● **Extrait à lire**:
————

Dans l’entre-temps survient la messagerie électronique, dans le monde de la recherche d’abord, dans l’entreprise ensuite, dans le grand public enfin ; patatras, il va falloir réapprendre à écrire. On ne réapprend pas car on n’a pas le temps, même si on a toute la place qu’on veut dans le courriel (sa longueur n'est pas limitée). Retour de l'écrit, mais un écrit bâclé. Les courriels s'échangent par millions dans les entreprises mais écrits n'importe comment, parfois avec seulement quelques abréviations (asap, ct, à+, etc.).

Le point d’orgue est atteint avec le portable numérique et ses textos : il faut écrire comme dans la messagerie mais on n’a pas la place. En effet,  le texto – terme initialement déposé par SFR et maintenant utilisé couramment, et même généralisé au Québec – se dit SMS en anglais, c’est-à-dire short message service ou service de messages succincts. C'est une innovation des Finlandais de Nokia intégrée à la norme européenne GSM. Il est est de longueur limitée. Il vise à communiquer vite. On use et abuse donc des abréviations et des mots écrits "comme on peut". C'est l'époque de l'écrit instantané.

Mais revenons au blogue, qui, normalement, donne du temps et de la place pour écrire bien. Retour de l'écrit réfléchi et posé ?

Son côté « narcissique » est patent : chez Skyblog, on notait en avril 2006, qu’il y avait eu 4,2 millions de visiteurs (pour 5 millions de blogues). Donc moins d’un visiteur par blog et par mois !

1 % des blogues concentrent 80 % des visites…

Favilla conclut donc : « la plupart des blogueurs sont des voix qui crient dans le désert » !

Et moi et moi et moi ?

Et aujourd’hui ?

Je n’ai pas de chiffres récents, je constate seulement deux choses : d’abord on ne parle plus des blogues ni à la radio ni dans la vie courante, ensuite, ne serait-ce que chez mon hébergeur québécois hautETfort, il y a des dizaines et des dizaines de blogues, sur des sujets très variés, et les billets affluent en permanence, chaque jour.

Que racontent-ils ? je ne sais pas non plus, je n’ai pas le temps de lire… je blogue !

————

Données d'expressions référentielles:
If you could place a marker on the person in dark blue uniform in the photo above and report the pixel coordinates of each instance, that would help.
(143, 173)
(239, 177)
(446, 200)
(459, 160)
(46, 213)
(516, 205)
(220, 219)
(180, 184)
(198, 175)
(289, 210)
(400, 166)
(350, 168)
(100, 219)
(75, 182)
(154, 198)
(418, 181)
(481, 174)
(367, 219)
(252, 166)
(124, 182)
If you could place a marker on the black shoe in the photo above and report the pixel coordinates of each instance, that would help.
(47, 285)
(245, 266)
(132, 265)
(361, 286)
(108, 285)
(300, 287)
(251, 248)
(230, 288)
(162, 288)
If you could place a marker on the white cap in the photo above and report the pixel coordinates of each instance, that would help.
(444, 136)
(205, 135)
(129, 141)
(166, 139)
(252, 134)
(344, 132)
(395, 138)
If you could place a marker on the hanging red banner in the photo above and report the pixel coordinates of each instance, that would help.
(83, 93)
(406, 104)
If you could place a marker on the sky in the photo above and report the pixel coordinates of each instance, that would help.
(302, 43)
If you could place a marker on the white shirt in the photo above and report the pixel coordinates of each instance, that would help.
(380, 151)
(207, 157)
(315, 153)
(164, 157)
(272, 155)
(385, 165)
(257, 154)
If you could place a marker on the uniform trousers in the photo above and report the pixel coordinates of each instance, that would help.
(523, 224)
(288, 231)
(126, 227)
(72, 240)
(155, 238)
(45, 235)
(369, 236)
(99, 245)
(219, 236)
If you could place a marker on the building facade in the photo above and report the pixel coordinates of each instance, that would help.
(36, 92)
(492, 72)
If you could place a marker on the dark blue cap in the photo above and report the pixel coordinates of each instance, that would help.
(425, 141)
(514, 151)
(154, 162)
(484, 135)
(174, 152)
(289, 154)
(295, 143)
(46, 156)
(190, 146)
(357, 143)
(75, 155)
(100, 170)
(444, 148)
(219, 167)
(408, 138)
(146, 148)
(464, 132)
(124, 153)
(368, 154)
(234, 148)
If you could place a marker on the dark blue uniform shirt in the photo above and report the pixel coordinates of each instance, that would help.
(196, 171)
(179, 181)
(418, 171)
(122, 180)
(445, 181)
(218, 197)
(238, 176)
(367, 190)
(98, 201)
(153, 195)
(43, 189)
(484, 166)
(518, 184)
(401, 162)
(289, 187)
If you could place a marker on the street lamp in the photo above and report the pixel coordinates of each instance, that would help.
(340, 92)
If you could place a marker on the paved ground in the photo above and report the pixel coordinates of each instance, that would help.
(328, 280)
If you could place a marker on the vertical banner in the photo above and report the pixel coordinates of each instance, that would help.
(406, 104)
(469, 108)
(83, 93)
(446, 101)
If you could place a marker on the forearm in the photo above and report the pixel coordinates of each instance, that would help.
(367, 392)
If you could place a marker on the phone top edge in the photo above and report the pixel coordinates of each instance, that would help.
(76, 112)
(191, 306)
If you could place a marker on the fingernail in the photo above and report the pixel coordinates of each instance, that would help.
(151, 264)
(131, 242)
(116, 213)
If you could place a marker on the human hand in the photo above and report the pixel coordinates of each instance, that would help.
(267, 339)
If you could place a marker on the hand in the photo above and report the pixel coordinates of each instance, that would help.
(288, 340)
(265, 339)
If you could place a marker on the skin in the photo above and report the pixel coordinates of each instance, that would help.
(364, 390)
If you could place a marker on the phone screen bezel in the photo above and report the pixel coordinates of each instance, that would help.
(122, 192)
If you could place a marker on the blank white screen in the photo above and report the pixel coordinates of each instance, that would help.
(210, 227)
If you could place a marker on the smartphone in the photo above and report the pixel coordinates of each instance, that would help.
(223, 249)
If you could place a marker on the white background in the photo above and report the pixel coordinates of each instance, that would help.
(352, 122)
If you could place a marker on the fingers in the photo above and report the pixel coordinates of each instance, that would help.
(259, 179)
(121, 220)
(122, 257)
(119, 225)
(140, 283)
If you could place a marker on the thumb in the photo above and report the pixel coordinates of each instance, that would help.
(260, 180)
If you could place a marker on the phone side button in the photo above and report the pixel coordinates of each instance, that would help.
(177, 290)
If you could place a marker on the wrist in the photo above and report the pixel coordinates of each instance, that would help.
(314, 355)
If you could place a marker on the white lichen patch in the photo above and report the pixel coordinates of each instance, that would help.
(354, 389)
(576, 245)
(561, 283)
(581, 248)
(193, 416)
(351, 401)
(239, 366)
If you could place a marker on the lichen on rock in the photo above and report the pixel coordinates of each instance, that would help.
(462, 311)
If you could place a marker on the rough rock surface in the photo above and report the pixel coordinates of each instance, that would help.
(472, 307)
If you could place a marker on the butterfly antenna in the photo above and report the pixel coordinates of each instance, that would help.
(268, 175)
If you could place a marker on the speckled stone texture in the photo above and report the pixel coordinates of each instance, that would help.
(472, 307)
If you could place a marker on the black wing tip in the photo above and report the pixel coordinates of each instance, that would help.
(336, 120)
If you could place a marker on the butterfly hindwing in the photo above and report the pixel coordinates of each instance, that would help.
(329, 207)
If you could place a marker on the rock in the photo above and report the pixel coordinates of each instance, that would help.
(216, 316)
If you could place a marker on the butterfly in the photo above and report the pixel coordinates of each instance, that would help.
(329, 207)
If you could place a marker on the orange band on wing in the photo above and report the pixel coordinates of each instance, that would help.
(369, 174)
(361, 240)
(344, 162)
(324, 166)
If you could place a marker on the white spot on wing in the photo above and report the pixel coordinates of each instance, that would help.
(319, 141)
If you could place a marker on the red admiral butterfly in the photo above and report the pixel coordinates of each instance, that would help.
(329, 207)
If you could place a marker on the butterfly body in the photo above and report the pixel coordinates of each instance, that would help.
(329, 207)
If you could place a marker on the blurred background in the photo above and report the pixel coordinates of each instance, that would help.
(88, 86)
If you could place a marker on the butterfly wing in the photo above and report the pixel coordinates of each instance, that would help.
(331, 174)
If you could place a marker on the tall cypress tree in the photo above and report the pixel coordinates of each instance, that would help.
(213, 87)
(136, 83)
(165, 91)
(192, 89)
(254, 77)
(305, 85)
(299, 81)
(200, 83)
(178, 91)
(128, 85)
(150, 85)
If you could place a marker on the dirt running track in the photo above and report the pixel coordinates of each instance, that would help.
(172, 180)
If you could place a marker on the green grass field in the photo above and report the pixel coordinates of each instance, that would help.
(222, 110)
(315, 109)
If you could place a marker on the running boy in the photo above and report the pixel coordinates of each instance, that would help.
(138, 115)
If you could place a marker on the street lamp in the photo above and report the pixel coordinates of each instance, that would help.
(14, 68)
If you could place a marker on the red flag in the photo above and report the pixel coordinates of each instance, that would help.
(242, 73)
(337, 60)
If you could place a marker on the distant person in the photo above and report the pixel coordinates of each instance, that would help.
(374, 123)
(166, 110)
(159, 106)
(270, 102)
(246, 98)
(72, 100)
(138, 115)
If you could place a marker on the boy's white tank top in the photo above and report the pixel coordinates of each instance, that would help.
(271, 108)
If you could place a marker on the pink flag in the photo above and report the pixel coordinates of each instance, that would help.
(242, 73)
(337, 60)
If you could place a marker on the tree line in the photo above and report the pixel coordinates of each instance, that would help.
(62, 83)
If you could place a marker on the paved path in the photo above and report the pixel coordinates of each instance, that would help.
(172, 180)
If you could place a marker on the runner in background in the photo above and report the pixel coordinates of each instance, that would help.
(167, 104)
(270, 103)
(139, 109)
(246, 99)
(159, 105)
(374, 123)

————

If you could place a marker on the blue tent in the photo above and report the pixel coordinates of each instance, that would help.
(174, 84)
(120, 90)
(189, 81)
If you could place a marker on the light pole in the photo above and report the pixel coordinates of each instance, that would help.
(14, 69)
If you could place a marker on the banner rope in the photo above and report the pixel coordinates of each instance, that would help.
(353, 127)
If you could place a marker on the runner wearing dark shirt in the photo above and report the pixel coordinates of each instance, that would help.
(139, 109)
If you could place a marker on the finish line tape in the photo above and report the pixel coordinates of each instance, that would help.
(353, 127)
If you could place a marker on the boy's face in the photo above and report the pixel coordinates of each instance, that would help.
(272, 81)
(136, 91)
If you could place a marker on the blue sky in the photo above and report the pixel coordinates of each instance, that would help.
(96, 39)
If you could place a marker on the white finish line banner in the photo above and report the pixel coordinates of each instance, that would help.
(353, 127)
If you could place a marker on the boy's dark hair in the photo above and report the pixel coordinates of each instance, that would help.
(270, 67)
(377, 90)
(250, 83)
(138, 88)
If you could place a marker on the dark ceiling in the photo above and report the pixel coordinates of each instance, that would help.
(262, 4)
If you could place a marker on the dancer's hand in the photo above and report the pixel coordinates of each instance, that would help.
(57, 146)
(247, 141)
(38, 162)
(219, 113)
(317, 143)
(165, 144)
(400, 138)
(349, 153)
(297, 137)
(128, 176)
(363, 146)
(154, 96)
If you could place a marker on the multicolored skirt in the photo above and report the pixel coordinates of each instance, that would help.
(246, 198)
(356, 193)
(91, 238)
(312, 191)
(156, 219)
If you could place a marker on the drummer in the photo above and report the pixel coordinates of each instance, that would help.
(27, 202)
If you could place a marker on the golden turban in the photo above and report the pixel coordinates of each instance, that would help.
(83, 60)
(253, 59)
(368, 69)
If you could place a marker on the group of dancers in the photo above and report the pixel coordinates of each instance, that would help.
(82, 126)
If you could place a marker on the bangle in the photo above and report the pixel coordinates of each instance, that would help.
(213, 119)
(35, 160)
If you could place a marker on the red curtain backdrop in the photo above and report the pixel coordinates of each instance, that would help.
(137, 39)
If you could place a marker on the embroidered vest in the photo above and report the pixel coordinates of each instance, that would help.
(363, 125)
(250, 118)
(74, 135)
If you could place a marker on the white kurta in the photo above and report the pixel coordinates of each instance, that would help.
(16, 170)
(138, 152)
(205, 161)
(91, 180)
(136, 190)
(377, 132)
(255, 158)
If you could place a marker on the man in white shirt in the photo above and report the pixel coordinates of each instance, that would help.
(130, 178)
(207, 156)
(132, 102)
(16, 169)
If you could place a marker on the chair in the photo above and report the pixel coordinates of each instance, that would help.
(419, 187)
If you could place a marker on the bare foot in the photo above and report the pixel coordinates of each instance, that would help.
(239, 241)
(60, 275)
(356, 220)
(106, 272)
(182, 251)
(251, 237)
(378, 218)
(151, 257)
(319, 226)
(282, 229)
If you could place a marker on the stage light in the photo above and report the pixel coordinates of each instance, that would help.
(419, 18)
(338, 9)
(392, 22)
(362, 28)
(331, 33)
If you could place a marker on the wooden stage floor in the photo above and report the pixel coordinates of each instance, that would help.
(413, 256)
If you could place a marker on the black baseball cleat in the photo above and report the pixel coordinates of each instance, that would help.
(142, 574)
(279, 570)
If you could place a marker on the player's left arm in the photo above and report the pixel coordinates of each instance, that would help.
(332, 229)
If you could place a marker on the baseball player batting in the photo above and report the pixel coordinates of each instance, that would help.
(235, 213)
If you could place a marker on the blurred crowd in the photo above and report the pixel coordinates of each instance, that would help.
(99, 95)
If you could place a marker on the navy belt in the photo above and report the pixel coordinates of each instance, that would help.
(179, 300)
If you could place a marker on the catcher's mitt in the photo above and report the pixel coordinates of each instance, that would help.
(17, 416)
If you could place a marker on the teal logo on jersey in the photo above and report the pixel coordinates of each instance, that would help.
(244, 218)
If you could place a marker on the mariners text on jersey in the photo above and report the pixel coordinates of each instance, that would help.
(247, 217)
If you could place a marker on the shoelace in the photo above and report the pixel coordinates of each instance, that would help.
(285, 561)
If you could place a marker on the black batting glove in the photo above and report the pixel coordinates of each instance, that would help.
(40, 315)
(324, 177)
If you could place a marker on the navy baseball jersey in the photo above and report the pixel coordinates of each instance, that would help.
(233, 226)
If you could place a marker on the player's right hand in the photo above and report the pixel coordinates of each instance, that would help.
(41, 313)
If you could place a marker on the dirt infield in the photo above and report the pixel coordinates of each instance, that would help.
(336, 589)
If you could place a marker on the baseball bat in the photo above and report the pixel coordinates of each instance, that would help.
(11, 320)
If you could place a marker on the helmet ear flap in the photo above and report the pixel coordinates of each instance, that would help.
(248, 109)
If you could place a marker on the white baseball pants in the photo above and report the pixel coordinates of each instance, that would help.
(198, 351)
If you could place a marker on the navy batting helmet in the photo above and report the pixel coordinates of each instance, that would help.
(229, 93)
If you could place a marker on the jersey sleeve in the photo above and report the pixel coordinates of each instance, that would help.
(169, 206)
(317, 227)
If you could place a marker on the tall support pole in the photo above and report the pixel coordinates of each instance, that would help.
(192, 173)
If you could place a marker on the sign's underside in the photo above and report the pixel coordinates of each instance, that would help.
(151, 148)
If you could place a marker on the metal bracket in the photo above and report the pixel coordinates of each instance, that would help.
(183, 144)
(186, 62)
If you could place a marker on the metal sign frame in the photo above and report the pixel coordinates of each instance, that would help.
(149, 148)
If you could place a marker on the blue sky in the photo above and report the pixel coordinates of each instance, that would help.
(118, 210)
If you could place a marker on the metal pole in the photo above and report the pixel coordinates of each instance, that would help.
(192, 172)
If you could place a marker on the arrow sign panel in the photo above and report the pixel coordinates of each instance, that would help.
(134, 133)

————

● **Travail à faire**:
[1] Recopiez l'extrait sur les blogues entre « Mais revenons au » et « permanence, chaque jour. », bornes comprises, en substituant « carnets en ligne » à « blogues ».
[2] Poursuivez l'extrait sur les blogues à la suite de sa dernière phrase.

● **Réponses fournies**:
[1]
Mais revenons au blogue, qui, normalement, donne du temps et de la place pour écrire bien. Retour de l'écrit réfléchi et posé ?

Son côté « narcissique » est patent : chez Skyblog, on notait en avril 2006, qu’il y avait eu 4,2 millions de visiteurs (pour 5 millions de carnets en ligne). Donc moins d’un visiteur par blog et par mois !

1 % des carnets en ligne concentrent 80 % des visites…

Favilla conclut donc : « la plupart des blogueurs sont des voix qui crient dans le désert » !

Et moi et moi et moi ?

Et aujourd’hui ?

Je n’ai pas de chiffres récents, je constate seulement deux choses : d’abord on ne parle plus des carnets en ligne ni à la radio ni dans la vie courante, ensuite, ne serait-ce que chez mon hébergeur québécois hautETfort, il y a des dizaines et des dizaines de carnets en ligne, sur des sujets très variés, et les billets affluent en permanence, chaque jour.

[2]
05/10/2014

Irritations III

S’il fait des voitures comme il parle français, il aura des problèmes ; s’il parle à ses interlocuteurs professionnels comme il parle au grand public, il en aura aussi ; entendu Carlos Ghosn sur France Inter le 1er octobre 2014, à 8 h 25, dire d’un ton sentencieux : « le crossover est une version moderne du SUV »…

Entendu une mère d’élève déclarer sur France 2 : « pour les gamins, en 6ème, c’est juste une horreur »…

Entendu dans la série Downton Abbey : « merci de nous avoir aidés sur la ferme » (au lieu de « à la ferme »). Ce n’est qu’une traduction bien sûr mais ça renseigne sur la langue que parlent les traducteurs… sauf que, en anglais, ils disent peut-être « on the farm » (y a-t-il un prof. d’anglais dans mes lecteurs ?). Ceci expliquerait alors cela !

Entendu à la télé, je ne sais plus où, je ne sais plus quand : « ça leur permet de pouvoir réparer tel ou tel truc ».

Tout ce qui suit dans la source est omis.